─── Record excerpts
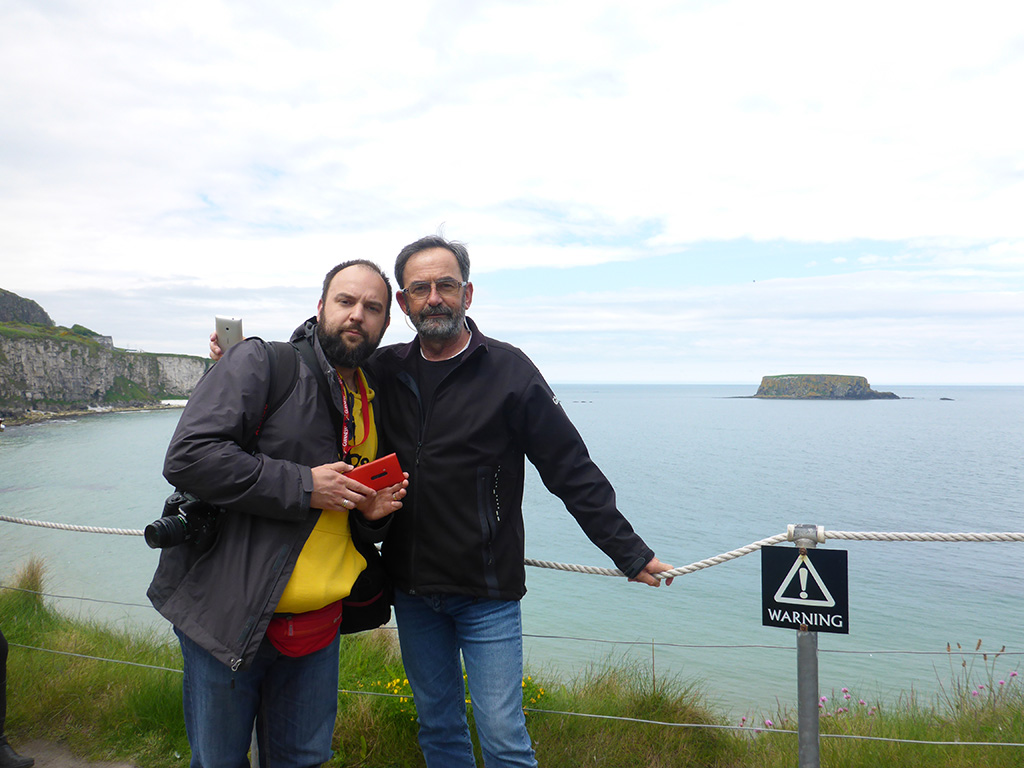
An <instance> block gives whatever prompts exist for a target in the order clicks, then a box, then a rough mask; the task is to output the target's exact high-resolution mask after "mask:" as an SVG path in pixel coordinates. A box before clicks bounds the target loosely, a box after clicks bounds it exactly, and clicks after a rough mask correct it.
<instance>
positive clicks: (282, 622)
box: [266, 600, 342, 657]
mask: <svg viewBox="0 0 1024 768" xmlns="http://www.w3.org/2000/svg"><path fill="white" fill-rule="evenodd" d="M341 602H342V601H341V600H338V601H337V602H334V603H331V604H330V605H325V606H324V607H323V608H319V609H317V610H307V611H306V612H305V613H279V614H276V615H274V617H273V618H271V620H270V624H269V625H267V628H266V637H267V639H268V640H269V641H270V642H271V643H272V644H273V647H274V648H276V649H278V650H280V651H281V652H282V653H284V654H285V655H286V656H293V657H294V656H305V655H308V654H310V653H313V652H315V651H317V650H321V649H322V648H326V647H327V646H329V645H330V644H331V643H332V642H334V638H335V637H336V636H337V634H338V628H339V627H340V626H341Z"/></svg>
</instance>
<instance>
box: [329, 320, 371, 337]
mask: <svg viewBox="0 0 1024 768" xmlns="http://www.w3.org/2000/svg"><path fill="white" fill-rule="evenodd" d="M345 331H355V333H357V334H358V335H359V336H361V337H362V338H364V339H369V338H370V336H369V334H367V332H366V331H365V330H364V328H362V326H358V325H355V324H353V325H351V326H344V327H343V328H339V329H338V331H337V333H338V335H339V336H340V335H341V334H343V333H345Z"/></svg>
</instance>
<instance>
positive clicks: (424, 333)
mask: <svg viewBox="0 0 1024 768" xmlns="http://www.w3.org/2000/svg"><path fill="white" fill-rule="evenodd" d="M410 319H411V321H412V322H413V327H414V328H415V329H416V332H417V333H418V334H419V335H420V336H421V337H423V338H425V339H431V340H433V341H445V340H447V339H454V338H455V337H457V336H458V335H459V334H461V333H462V330H463V329H464V328H465V327H466V308H465V307H464V306H463V304H462V302H460V303H459V308H458V309H453V308H452V307H450V306H447V305H446V304H439V305H438V306H434V307H431V306H427V307H424V308H423V309H421V310H420V311H419V312H417V313H416V314H410Z"/></svg>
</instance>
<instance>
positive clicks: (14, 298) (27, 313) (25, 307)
mask: <svg viewBox="0 0 1024 768" xmlns="http://www.w3.org/2000/svg"><path fill="white" fill-rule="evenodd" d="M0 323H33V324H35V325H37V326H49V327H52V326H53V321H51V319H50V315H48V314H47V313H46V310H44V309H43V308H42V307H41V306H39V304H37V303H36V302H35V301H33V300H32V299H26V298H23V297H20V296H18V295H17V294H16V293H11V292H10V291H4V290H3V289H2V288H0Z"/></svg>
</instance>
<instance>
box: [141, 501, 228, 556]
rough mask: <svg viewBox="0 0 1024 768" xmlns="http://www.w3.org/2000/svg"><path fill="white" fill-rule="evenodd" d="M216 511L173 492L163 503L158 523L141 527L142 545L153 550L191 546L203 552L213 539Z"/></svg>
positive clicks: (202, 502)
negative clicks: (179, 544)
mask: <svg viewBox="0 0 1024 768" xmlns="http://www.w3.org/2000/svg"><path fill="white" fill-rule="evenodd" d="M219 516H220V509H219V508H218V507H214V506H213V505H212V504H207V503H206V502H204V501H200V500H199V499H197V498H196V497H195V496H193V495H191V494H188V493H186V492H184V490H175V492H174V493H173V494H171V495H170V496H169V497H167V501H165V502H164V513H163V515H161V517H160V519H159V520H155V521H154V522H151V523H150V524H148V525H146V526H145V530H144V531H143V532H144V536H145V543H146V544H148V545H150V547H152V548H153V549H163V548H165V547H177V546H178V545H179V544H185V543H186V542H187V543H191V544H194V545H195V546H196V548H197V549H199V550H200V551H205V550H207V549H209V548H210V546H211V545H212V544H213V540H214V539H215V538H216V537H217V522H218V518H219Z"/></svg>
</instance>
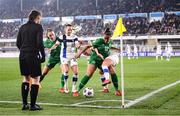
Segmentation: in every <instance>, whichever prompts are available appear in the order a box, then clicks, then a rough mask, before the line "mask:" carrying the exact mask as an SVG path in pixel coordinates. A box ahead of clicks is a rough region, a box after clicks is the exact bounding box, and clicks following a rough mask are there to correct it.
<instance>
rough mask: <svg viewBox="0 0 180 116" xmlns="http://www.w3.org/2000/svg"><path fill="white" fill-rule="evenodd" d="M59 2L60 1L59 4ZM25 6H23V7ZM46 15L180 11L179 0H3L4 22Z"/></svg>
mask: <svg viewBox="0 0 180 116" xmlns="http://www.w3.org/2000/svg"><path fill="white" fill-rule="evenodd" d="M57 1H59V2H57ZM21 6H22V7H21ZM32 9H37V10H40V11H42V13H43V16H46V17H47V16H60V17H61V16H75V15H93V14H100V15H102V14H121V13H135V12H138V13H141V12H147V13H149V12H152V11H163V12H164V11H178V10H180V1H179V0H146V1H145V2H144V1H143V0H22V4H21V0H0V14H1V15H0V19H2V18H3V19H4V18H21V17H27V14H28V13H29V12H30V11H31V10H32Z"/></svg>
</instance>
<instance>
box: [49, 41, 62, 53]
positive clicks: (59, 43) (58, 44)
mask: <svg viewBox="0 0 180 116" xmlns="http://www.w3.org/2000/svg"><path fill="white" fill-rule="evenodd" d="M59 45H60V42H59V41H57V42H56V43H55V44H54V45H53V46H52V47H51V48H50V49H49V52H51V51H52V50H54V49H56V48H57V47H58V46H59Z"/></svg>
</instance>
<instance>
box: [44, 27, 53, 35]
mask: <svg viewBox="0 0 180 116" xmlns="http://www.w3.org/2000/svg"><path fill="white" fill-rule="evenodd" d="M52 31H53V30H52V29H51V28H47V30H46V37H48V33H49V32H52Z"/></svg>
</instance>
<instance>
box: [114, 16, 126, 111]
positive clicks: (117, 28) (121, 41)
mask: <svg viewBox="0 0 180 116" xmlns="http://www.w3.org/2000/svg"><path fill="white" fill-rule="evenodd" d="M123 32H126V28H125V27H124V25H123V21H122V18H119V20H118V23H117V25H116V28H115V30H114V33H113V37H118V36H119V35H120V45H121V65H120V66H121V67H120V70H121V74H120V75H121V93H122V108H124V105H125V103H124V63H123Z"/></svg>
──────
(Work request) Output the lines, exactly: the first line of the entries above, every line after it, and the line with "positive clicks: (282, 622)" as the last. No pictures.

(Response for this exercise)
An <instance> block gives whatever prompts exist for a target in the order clicks, then a box, then a rough mask; the task is to output the target's exact high-resolution mask after "mask:" as an SVG path in pixel coordinates. A box before clicks bounds the target loosely, a box after clicks bounds it exactly, and clicks after a rough mask correct it.
<instance>
positive clicks: (282, 622)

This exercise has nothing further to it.